__Instructions to follow__. Please reproduce every line of the material, starting at the line containing "find the smoke billowing upward" and ending at the end of the material, with each coordinate shifted up by 117.

────────────────────────────────────────

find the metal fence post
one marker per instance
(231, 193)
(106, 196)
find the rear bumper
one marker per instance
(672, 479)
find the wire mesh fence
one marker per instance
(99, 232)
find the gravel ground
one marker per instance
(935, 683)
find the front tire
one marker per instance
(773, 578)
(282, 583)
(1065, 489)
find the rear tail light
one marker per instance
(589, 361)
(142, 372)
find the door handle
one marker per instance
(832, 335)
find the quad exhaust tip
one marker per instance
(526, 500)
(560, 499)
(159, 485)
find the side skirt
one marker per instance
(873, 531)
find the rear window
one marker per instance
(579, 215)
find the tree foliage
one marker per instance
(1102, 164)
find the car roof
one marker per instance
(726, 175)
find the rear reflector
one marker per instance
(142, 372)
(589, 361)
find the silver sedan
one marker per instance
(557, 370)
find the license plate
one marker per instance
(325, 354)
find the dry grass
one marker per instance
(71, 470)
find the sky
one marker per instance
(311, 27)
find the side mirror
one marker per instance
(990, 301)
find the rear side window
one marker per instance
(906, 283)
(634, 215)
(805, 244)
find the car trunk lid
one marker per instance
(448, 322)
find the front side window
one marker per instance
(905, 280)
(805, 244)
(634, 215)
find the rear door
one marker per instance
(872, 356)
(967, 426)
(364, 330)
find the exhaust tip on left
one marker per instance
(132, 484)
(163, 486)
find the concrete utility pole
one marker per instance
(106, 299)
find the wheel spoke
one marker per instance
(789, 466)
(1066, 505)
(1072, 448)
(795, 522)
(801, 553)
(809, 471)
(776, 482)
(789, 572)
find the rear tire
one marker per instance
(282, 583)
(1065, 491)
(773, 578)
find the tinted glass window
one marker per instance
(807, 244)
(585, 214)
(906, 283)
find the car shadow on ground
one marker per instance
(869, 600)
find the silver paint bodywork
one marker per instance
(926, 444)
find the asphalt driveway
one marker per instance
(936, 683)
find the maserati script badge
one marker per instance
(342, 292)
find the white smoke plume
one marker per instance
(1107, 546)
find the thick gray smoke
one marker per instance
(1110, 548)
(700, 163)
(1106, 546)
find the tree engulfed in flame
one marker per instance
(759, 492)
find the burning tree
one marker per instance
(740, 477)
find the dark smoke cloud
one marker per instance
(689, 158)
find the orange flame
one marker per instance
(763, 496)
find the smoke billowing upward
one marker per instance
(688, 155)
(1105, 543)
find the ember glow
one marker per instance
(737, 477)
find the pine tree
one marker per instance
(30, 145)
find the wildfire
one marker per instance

────────────────────────────────────────

__Finished answer__.
find the smoke billowing upward
one marker per instance
(805, 272)
(1222, 660)
find the ember glow
one marker per instance
(854, 594)
find the pine tree
one marker per instance
(147, 262)
find the wildfire
one marker per instance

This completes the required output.